Problem details:
Rewrite the rows below, replacing every "flag on pole" with "banner on pole" and keeping everything else the same.

Listed entries:
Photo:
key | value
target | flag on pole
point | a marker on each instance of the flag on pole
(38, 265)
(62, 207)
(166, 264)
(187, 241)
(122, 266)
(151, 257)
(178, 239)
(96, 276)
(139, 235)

Full response:
Photo:
key | value
target | banner on pole
point | a marker on each instance of the banner on pole
(38, 265)
(62, 207)
(166, 264)
(187, 241)
(122, 266)
(151, 257)
(178, 239)
(96, 276)
(139, 235)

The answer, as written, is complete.